PASSAGE GIVEN:
##########
Young People Ask
How Can I Resist Temptation?
◼ Karen is at the party for no more than ten minutes when she sees two boys arrive carrying several large paper bags. What’s in those bags is no mystery. Earlier, she had overheard the same boys saying that there would be “lots of booze” at this party. Karen didn’t mention that to her parents, of course. She told herself that the boys were just joking. After all, there were supposed to be some adults in this house—somewhere.
Suddenly, Karen hears a familiar voice behind her. “What are you just standing there for, you party pooper?” Karen turns to see her friend Jessica clutching two freshly opened bottles of beer. Jessica holds one right in front of Karen’s face and says, “Now don’t tell me you’re too young to have a little fun!”
Karen wants to refuse. But the pressure to accept is more powerful than she expected. It’s not about the alcohol. It’s just that Jessica is her friend, and Karen doesn’t want to come across as a party pooper, as Jessica called her. Besides, Jessica’s one of the good girls. And if she’s drinking, then what’s the big deal? ‘It’s just a beer,’ Karen tells herself. ‘It’s not like taking drugs or having sex.’
WHEN you’re young, temptation comes in many forms. Often, it involves the opposite sex. “The girls at school are aggressive,” says 17-year-old Ramon.* “They like to touch you and to see how far they can go with you. They won’t take no for an answer!” Deanna, also 17, has had a similar experience. “One boy came up to me and put his arm around me,” she says. “I punched him in his arm and said, ‘What are you doing? I don’t even know you!’”
You too may face temptations, and it may seem that the pressure just won’t let up. As one Christian put it, “temptation is like a continuous knock at your door that ignores the Do Not Disturb sign.” Do you hear that knock more often than you’d like? For example, do any of the following tempt you?
□ Drinking alcohol
□ Taking drugs
□ Looking at pornography
□ Engaging in immoral sex
□ Other ․․․․․
If you checked off any of the above, don’t conclude that you’re just not cut out to be a Christian. You can learn to control wrong desires and to resist temptation. How? It helps to recognize what’s behind temptation. Consider three factors.
##########
PROVIDED INFORMATION:
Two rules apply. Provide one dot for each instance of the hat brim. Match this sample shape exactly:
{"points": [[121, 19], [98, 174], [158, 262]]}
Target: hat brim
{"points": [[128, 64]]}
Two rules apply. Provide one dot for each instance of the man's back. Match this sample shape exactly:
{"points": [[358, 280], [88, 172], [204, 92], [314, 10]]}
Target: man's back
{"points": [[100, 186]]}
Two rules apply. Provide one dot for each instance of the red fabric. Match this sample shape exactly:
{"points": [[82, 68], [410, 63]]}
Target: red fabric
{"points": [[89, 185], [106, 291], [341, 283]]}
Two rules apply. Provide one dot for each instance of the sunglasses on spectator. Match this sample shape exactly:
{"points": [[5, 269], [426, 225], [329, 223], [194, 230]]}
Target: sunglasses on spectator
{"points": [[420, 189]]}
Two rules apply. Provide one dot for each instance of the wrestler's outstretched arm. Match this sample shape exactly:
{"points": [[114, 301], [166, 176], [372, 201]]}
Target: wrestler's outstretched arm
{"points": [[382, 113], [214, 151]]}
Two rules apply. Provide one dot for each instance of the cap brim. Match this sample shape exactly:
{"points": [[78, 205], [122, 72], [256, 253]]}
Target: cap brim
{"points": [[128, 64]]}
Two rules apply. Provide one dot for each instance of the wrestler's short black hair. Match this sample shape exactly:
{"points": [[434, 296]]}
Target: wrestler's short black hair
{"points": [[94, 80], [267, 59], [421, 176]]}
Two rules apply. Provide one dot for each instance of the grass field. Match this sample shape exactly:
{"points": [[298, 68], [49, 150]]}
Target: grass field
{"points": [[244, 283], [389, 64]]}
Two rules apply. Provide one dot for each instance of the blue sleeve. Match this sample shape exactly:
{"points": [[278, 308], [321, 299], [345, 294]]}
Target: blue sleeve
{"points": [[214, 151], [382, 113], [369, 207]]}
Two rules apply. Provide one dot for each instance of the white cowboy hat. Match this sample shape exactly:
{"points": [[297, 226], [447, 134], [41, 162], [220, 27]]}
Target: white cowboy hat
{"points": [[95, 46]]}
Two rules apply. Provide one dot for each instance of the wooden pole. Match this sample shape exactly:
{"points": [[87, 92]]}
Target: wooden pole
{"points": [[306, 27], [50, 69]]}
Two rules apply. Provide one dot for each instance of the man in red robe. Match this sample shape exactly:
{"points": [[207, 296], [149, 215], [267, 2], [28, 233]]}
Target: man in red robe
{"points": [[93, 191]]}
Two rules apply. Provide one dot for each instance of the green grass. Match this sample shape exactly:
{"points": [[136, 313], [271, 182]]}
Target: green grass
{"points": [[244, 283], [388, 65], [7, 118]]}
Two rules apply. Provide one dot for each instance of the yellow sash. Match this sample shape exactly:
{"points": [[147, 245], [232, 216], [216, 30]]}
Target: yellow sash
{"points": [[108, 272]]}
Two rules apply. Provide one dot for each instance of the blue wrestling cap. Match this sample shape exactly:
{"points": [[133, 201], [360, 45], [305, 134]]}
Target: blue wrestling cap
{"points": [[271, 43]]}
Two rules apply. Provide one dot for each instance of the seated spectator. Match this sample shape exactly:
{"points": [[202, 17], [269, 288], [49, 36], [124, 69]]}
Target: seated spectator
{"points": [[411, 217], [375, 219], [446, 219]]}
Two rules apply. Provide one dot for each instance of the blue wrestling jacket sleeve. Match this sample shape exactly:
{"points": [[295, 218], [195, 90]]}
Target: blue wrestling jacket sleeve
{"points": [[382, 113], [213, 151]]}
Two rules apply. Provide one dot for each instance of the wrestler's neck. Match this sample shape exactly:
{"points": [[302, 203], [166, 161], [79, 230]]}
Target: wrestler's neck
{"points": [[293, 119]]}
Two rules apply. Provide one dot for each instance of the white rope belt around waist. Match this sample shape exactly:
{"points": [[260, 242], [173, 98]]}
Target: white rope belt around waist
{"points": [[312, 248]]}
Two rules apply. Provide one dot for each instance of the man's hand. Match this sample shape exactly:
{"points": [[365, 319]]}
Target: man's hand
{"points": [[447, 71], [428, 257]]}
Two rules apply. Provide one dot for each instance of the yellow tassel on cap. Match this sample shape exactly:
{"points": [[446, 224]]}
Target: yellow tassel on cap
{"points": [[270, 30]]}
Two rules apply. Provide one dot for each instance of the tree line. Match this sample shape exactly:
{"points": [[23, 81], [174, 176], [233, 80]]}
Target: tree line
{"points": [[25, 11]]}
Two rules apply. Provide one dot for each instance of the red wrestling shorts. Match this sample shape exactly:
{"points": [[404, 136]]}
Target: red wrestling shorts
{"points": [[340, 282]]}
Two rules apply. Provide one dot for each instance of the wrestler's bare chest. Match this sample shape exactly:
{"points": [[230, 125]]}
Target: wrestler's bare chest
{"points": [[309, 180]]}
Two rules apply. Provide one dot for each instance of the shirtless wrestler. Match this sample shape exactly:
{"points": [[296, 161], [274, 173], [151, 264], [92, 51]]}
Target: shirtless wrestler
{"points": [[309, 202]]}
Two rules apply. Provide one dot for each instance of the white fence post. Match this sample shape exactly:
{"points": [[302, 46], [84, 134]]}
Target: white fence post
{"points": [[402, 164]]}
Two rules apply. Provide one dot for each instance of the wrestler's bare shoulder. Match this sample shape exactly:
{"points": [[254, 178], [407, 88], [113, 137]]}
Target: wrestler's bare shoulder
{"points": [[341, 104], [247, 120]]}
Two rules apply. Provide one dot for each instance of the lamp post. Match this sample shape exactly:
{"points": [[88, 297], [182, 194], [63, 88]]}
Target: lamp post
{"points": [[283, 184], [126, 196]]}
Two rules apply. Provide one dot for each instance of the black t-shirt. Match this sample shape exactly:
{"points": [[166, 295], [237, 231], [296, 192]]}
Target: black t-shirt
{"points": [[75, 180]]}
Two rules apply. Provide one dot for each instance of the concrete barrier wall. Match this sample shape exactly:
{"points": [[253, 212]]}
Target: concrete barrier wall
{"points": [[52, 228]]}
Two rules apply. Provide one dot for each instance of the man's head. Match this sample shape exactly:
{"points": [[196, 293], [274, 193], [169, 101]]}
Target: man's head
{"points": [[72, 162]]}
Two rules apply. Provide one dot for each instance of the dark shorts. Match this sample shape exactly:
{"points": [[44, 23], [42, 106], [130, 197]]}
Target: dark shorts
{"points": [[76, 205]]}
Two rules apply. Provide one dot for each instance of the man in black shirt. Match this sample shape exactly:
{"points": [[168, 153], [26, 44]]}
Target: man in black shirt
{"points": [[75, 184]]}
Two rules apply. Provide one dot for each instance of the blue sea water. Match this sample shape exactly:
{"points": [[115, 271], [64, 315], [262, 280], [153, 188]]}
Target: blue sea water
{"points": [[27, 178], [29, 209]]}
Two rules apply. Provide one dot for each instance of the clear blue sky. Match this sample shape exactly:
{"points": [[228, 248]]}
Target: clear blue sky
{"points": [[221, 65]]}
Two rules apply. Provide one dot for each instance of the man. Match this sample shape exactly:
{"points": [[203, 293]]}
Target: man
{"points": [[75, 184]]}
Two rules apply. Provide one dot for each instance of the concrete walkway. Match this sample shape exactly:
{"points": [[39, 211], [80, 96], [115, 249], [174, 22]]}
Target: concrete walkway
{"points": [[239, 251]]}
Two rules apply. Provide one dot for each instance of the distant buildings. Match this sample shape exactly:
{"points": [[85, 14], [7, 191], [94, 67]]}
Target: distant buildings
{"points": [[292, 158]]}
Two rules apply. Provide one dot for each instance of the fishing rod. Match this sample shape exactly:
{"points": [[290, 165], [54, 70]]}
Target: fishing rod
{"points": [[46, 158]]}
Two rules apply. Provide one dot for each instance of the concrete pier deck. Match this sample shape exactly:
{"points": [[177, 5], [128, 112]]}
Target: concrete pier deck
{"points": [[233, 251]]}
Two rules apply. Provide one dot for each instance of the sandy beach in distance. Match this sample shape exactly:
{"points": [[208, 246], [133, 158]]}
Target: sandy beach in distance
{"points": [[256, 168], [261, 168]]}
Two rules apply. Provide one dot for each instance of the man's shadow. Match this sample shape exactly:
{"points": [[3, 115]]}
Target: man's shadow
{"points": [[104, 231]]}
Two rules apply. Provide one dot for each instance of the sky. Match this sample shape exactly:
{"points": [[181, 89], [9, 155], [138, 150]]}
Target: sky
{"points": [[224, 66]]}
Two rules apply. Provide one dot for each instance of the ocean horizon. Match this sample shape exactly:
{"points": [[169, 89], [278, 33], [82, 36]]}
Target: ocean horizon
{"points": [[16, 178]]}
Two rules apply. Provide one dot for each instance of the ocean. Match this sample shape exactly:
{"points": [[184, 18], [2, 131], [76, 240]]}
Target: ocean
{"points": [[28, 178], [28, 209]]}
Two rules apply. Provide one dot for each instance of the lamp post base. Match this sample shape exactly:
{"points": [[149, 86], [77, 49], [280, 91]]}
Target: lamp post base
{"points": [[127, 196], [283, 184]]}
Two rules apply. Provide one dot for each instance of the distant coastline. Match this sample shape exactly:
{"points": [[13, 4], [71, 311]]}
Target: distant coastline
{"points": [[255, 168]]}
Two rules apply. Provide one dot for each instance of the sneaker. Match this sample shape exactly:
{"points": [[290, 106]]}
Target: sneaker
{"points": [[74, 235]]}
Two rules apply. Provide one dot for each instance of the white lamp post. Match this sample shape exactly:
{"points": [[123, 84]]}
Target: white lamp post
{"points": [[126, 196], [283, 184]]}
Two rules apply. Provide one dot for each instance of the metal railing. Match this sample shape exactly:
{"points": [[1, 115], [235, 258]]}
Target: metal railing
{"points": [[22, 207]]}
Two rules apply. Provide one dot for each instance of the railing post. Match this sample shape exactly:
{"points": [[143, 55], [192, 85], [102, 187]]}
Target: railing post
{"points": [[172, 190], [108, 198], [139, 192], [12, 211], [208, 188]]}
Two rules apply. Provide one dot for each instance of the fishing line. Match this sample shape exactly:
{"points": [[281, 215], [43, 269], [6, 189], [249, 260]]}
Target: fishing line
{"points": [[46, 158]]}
##########
TASK TO CARRY OUT: Carry on the article about resisting temptation, starting right after its last sentence.

RESULT OF THE TASK:
1. Imperfection. The inclination to do wrong is common to all imperfect humans. Even the apostle Paul—a mature Christian—candidly admitted: “When I wish to do what is right, what is bad is present with me.” (Romans 7:21) Clearly, even the most upright person will occasionally become aware of “the desire of the flesh and the desire of the eyes.” (1 John 2:16) But dwelling on enticements to do wrong only makes matters worse, for the Bible says: “Desire, when it has become fertile, gives birth to sin.”—James 1:15.
2. External influences. Temptation is everywhere you look. “At school and at work, people talk about sex all the time,” says Trudy. “On TV and in movies, it’s always made to seem so glamorous, so exciting. You rarely see the negative consequences!” Trudy knows from experience how powerful such influences can be. “I thought I was in love at 16,” she recalls. “My mother sat down with me and told me that if things kept going the way they were, I would end up pregnant. I was horrified that my mom would think such a thing! Two months later, I was pregnant.”
3. “The desires incidental to youth.” (2 Timothy 2:22) That phrase can include any desire that is typical while young, such as the craving for acceptance or the yearning to forge your own identity. Those desires aren’t wrong in themselves, but if left unchecked, they can make temptation harder to resist. For example, the longing for your own identity could drive you to turn against good values you’ve been taught at home. That’s what happened to Steve at age 17. He says, “I rebelled against my parents and did anything and everything they had taught me not to do—all this shortly after being baptized.”
Admittedly, the forces described above are powerful. Nevertheless, you can resist temptation. How?
◼ First, identify the temptation that exerts the strongest pull on you. (You may already have done this above.)
◼ Next, ask yourself, ‘When is this temptation most likely to occur?’ Check off one of the following:
□ While at school
□ While at work
□ When alone
□ Other ․․․․․
Knowing when temptation is likely to occur might even help you to avoid it altogether. For example, consider the imaginary scenario at the beginning of this article. What warning did Karen have that there would be trouble at the gathering she attended? How could she have avoided the temptation in the first place?
◼ Now that you’ve (1) identified the temptation and (2) determined when it is likely to occur, you’re ready to take action. Your first priority is to figure out how to minimize or eliminate contact with the temptation. Write below what you could do.
(Examples: If after school you regularly encounter schoolmates who urge you to smoke with them, perhaps you could alter your route to avoid crossing their path. If you often receive unsolicited Internet pornography, you might consider installing programs to block the source and all similar sites. Also, you could be more specific in the key words you enter in a search engine.)
Of course, you can’t avoid all temptations. Sooner or later, you will probably be confronted with a particularly powerful enticement—perhaps when you least expect it. What can you do about that?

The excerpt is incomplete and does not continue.